• [EXERCISE BRIEF]:
Rewrite every line of the items below as a JSON list of strings, one string per line, leaving out blank lines.

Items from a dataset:

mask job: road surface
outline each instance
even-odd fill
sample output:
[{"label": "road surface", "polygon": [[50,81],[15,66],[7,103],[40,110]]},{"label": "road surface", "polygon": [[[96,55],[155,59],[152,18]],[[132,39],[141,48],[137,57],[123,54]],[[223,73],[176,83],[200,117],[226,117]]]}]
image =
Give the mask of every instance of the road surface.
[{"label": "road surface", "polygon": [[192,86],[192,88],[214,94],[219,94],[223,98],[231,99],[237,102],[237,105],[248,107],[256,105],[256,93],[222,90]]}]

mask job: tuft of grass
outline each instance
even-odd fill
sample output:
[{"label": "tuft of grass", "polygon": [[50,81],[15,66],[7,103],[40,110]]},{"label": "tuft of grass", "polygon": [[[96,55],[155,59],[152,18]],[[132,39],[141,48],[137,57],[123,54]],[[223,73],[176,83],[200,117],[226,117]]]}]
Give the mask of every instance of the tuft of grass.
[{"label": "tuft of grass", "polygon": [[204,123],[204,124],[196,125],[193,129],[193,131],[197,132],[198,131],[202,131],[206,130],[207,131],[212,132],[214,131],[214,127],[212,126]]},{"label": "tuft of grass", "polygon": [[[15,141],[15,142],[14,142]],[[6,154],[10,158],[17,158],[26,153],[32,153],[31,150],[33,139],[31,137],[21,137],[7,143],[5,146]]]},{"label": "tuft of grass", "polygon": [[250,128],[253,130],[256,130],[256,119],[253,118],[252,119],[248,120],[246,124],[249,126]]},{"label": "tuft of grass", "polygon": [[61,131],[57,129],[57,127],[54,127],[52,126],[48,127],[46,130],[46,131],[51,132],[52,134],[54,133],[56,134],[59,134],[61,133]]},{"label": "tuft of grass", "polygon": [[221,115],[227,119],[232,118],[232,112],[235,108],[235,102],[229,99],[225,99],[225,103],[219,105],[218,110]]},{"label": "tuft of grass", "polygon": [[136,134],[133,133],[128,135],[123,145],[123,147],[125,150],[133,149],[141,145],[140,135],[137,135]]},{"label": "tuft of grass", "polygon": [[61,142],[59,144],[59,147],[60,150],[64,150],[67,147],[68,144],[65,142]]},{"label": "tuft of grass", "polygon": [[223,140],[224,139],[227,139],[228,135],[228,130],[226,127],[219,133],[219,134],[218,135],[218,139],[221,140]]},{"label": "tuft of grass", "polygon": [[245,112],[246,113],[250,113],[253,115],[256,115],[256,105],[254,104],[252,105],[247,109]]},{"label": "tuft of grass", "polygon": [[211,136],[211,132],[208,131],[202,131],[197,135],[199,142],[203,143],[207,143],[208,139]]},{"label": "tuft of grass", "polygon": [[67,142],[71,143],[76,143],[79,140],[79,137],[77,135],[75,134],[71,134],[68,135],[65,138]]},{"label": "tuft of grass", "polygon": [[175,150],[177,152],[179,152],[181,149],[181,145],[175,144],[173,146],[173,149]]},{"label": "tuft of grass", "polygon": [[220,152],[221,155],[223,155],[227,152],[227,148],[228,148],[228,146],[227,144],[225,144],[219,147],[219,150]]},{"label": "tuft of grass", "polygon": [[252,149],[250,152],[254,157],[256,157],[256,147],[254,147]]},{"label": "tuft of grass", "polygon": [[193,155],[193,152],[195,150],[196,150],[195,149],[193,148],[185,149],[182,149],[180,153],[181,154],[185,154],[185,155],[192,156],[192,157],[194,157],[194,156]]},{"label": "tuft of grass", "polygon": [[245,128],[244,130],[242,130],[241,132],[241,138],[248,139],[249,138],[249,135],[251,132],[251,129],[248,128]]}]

• [RESPONSE FOR THIS EXERCISE]:
[
  "mask job: road surface",
  "outline each instance",
  "even-odd fill",
  "sample output:",
  "[{\"label\": \"road surface\", \"polygon\": [[50,81],[15,66],[7,103],[40,110]]},{\"label\": \"road surface\", \"polygon\": [[[96,55],[155,59],[152,18]],[[132,39],[141,48],[137,57],[123,54]],[[223,73],[176,83],[200,117],[226,117]]]}]",
  "image =",
  "Give the mask of every instance of the road surface.",
  "[{\"label\": \"road surface\", \"polygon\": [[192,86],[192,88],[214,94],[219,94],[223,98],[231,99],[237,102],[237,105],[248,107],[256,105],[256,93],[222,90]]}]",
  "mask job: tuft of grass",
  "outline each instance",
  "even-odd fill",
  "sample output:",
  "[{\"label\": \"tuft of grass\", \"polygon\": [[50,81],[15,66],[7,103],[40,110]]},{\"label\": \"tuft of grass\", \"polygon\": [[[96,55],[155,59],[152,18]],[[132,39],[141,48],[137,57],[123,54]],[[223,73],[176,83],[200,117],[226,117]]]}]",
  "Give the mask of every instance of the tuft of grass.",
  "[{\"label\": \"tuft of grass\", \"polygon\": [[204,123],[204,124],[196,125],[193,129],[193,131],[197,132],[198,131],[202,131],[206,130],[207,131],[212,132],[214,131],[214,127],[212,126]]},{\"label\": \"tuft of grass\", \"polygon\": [[[15,141],[15,142],[14,142]],[[6,154],[10,158],[17,158],[26,153],[32,153],[31,150],[33,139],[31,137],[21,137],[7,143],[5,146]]]},{\"label\": \"tuft of grass\", \"polygon\": [[250,128],[253,130],[256,130],[256,119],[253,118],[252,119],[248,120],[246,124],[249,126]]},{\"label\": \"tuft of grass\", \"polygon\": [[61,131],[57,129],[57,127],[54,127],[52,126],[48,127],[46,130],[46,131],[51,132],[52,134],[54,133],[56,134],[59,134],[61,133]]},{\"label\": \"tuft of grass\", \"polygon\": [[221,115],[227,119],[232,118],[232,112],[235,108],[235,102],[229,99],[225,99],[225,103],[219,105],[218,110]]},{\"label\": \"tuft of grass\", \"polygon\": [[136,134],[133,133],[128,135],[123,145],[123,147],[125,150],[133,149],[141,145],[140,135],[137,135]]},{\"label\": \"tuft of grass\", \"polygon\": [[61,142],[59,144],[59,147],[60,150],[64,150],[67,147],[68,144],[65,142]]},{\"label\": \"tuft of grass\", \"polygon\": [[223,140],[224,139],[227,139],[228,135],[228,130],[226,127],[219,133],[219,134],[218,135],[218,139],[221,140]]},{\"label\": \"tuft of grass\", \"polygon\": [[245,112],[246,113],[250,113],[253,115],[256,115],[256,105],[254,104],[252,105],[247,109]]},{\"label\": \"tuft of grass\", \"polygon\": [[211,136],[211,132],[208,131],[202,131],[197,135],[199,142],[203,143],[207,143],[208,139]]},{\"label\": \"tuft of grass\", \"polygon\": [[67,142],[71,143],[76,143],[79,140],[79,137],[77,135],[75,134],[71,134],[68,135],[65,138]]},{\"label\": \"tuft of grass\", \"polygon\": [[175,150],[177,152],[179,152],[181,149],[181,145],[175,144],[173,146],[173,149]]},{\"label\": \"tuft of grass\", \"polygon\": [[220,152],[221,155],[223,155],[227,152],[227,148],[228,148],[228,146],[227,144],[225,144],[219,147],[219,150]]},{\"label\": \"tuft of grass\", \"polygon\": [[252,149],[250,152],[254,157],[256,157],[256,147],[254,147]]},{\"label\": \"tuft of grass\", \"polygon\": [[193,155],[193,152],[195,150],[196,150],[195,149],[193,148],[185,149],[182,149],[180,153],[181,154],[185,154],[185,155],[192,156],[192,157],[194,157],[194,156]]},{\"label\": \"tuft of grass\", \"polygon\": [[245,128],[244,130],[242,130],[241,132],[241,138],[248,139],[249,138],[249,135],[251,132],[251,129],[248,128]]}]"
]